Source –
In the last few weeks of 2015 I grew thoroughly sick of everything I had on my iPhone. No one artist or album or playlist could work its usual magic and keep me sane or motivated. I had resorted to shuffling through the comprehensive song list, which served as both a refreshing reminder of how much I love this music, as well as a catalyst for a massive flashback.
The few thousand songs on my phone constitute old favorites I can never go without as well as some of my more recent acquisitions (not new songs necessarily, but new to my collection). Some of them are insanely nostalgic; others inextricably remind me of times or places – or people, for better or worse. For the sake of posterity, here is a rough playlist of my 2015.
2015 rolled around to some old tunes, mostly Hole and Bikini Kill. (If my first post on this blog is any indicator, the end of 2014 + beginning of the new year had a lot of Bikini Kill.) My magnificent friend Cat came to visit me in Japan and brought with her a dose of college nostalgia. I was blasting 90s grunge all month like I was in my dorm room again.
Sometimes I download music just because Noel Fielding tells me to. The Kills gratefully fell into that category, but despite owning all their music since college I never had the patience to fully explore them until this year. I hesitate to admit that it might have been “Gossip Girl” that steered me in their direction anew…Hey, the show had good music, okay?
By March I had been in Japan for about half a year and was beset with as much culture fatigue as could be expected. Grasping at straws for entertainment – and, it has to be said, redemption, after a bad breakup – I found myself a new, fun “romance” in which to entangle myself. Naturally it was all a huge mess, but before everything blew up it allowed me a degree of vindication, which paired magnificently with The Zolas’ music.
I’m not even ashamed to admit that I first heard them in season 2 of “Hemlock Grove.” Season 2 was good, okay – and the music even better. What an anti-breakup song.
Unfortunately, with the dissolution (which was not unfortunate) of my weird pseudo-courtship, I couldn’t listen to this band for quite a while. I think I’m most bitter about that over all the other drama. Ruin “Cultured Man” for me? Fuck off.
I’ve gotten it back though. Finally.
In spring I went back to America to see my family – including my ruthlessly pop-culture-obsessed teenaged sister. Thus began my needlessly reluctant descent into mainstream pop. I never expected the day would come when I would purposefully listen to Taylor Swift, much less enjoy it, but it did. To be fair nothing makes a better soundtrack for social drama than radio-grade pop.

Work to do –
1. Duplicate a passage from the blog post about the writer's 2015 playlist, beginning at the words "By March I had" and stopping after the words "me? Fuck off.".
2. Decide whether each statement below agrees with the blog post about the writer's 2015 playlist, answering yes or no and quoting the words of the post that settle it. (a) The writer first heard The Zolas in season 2 of "Hemlock Grove." (b) The writer's friend Cat came to visit in Japan. (c) The writer went back to America in the summer to see family.
3. Resume the blog post about the writer's 2015 playlist, picking up right after its final sentence.

Rows from a dataset:

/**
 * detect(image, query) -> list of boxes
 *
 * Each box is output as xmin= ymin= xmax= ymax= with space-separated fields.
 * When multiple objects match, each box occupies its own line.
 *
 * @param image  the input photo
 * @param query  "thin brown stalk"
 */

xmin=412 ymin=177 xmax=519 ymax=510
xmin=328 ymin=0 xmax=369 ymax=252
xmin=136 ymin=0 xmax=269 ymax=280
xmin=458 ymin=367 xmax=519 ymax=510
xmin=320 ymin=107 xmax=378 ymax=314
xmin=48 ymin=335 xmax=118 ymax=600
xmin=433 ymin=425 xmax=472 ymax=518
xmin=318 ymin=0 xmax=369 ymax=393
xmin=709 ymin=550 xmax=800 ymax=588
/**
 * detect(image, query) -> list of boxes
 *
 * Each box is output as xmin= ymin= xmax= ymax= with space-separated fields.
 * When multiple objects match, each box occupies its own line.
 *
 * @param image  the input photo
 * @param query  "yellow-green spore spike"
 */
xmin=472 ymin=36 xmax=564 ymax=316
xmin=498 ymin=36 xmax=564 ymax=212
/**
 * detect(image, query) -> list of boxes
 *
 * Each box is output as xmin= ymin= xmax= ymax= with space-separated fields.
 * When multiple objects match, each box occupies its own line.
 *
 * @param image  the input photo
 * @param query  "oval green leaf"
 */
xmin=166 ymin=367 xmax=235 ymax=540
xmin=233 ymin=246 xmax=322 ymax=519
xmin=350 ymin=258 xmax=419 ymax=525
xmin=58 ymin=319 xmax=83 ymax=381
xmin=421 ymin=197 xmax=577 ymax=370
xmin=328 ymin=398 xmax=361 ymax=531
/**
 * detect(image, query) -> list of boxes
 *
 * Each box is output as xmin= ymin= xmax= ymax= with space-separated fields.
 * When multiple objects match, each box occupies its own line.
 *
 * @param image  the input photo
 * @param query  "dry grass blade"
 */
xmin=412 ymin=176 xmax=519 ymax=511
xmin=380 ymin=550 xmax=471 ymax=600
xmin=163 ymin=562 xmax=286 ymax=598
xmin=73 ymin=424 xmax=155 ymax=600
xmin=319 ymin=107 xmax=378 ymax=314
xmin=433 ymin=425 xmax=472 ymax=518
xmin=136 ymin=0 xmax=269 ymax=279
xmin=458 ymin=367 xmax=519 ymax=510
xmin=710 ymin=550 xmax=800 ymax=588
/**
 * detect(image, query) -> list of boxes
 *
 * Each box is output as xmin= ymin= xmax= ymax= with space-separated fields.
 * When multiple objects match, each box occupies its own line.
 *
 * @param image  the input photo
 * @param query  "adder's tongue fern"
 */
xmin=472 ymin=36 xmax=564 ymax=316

Expected answers –
1.
By March I had been in Japan for about half a year and was beset with as much culture fatigue as could be expected. Grasping at straws for entertainment – and, it has to be said, redemption, after a bad breakup – I found myself a new, fun “romance” in which to entangle myself. Naturally it was all a huge mess, but before everything blew up it allowed me a degree of vindication, which paired magnificently with The Zolas’ music.
I’m not even ashamed to admit that I first heard them in season 2 of “Hemlock Grove.” Season 2 was good, okay – and the music even better. What an anti-breakup song.
Unfortunately, with the dissolution (which was not unfortunate) of my weird pseudo-courtship, I couldn’t listen to this band for quite a while. I think I’m most bitter about that over all the other drama. Ruin “Cultured Man” for me? Fuck off.

2.
(a) Yes: "I first heard them in season 2 of “Hemlock Grove.”"
(b) Yes: "My magnificent friend Cat came to visit me in Japan"
(c) No: "In spring I went back to America to see my family"

3.
(P.S. I wanted to post “New Romantics” here, but I can’t find it bloody anywhere, so here’s “Bad Blood.” You get the idea.)
I have to say, if I got anything out of last year’s misguided romantic efforts, it was music. I had next to no contemporary rap in my collection before this dude imparted his knowledge to me, and I don’t know how I went this long without. Nights when my friends and I don’t hijack the speakers at our bar and play “King Kunta” are rare.
As far as songs that describe existing relationships go, this one is Spot. On. Not to mention how perfect are these lyrics for passive aggressive Facebook statuses?
…Yeah, okay, one could say I was in a “bitter” place in July. Hell hath no fury, and all that. Luckily scorn escorted me to some great female artists I’d never heard of, including the Scottish duo Honeyblood. As I said when I first posted this video on FB, “nothing subdues an estrogen rampage quite like two hot chicks with a hate song.” Fact.
…Yeah, alright, I spent a lot of last year bitter. Then, with magnificent timing, enter All Dogs, their pop-punk balance of angsty lyrics and gorgeous melody providing an important reminder:
The dichotomy exists. There is beauty in hurt. At the very least, it makes good art.
On the short list of “Albums I Actually Paid For” there’s this latest one from Family of the Year. This song was impossible to find between its premier on the “Girls” season finale and the album release, and I waited in angst for its availability. It stayed stuck in the back of my mind for literally months, and if that’s not a testament to how amazing this song is, I don’t know what bloody else to say.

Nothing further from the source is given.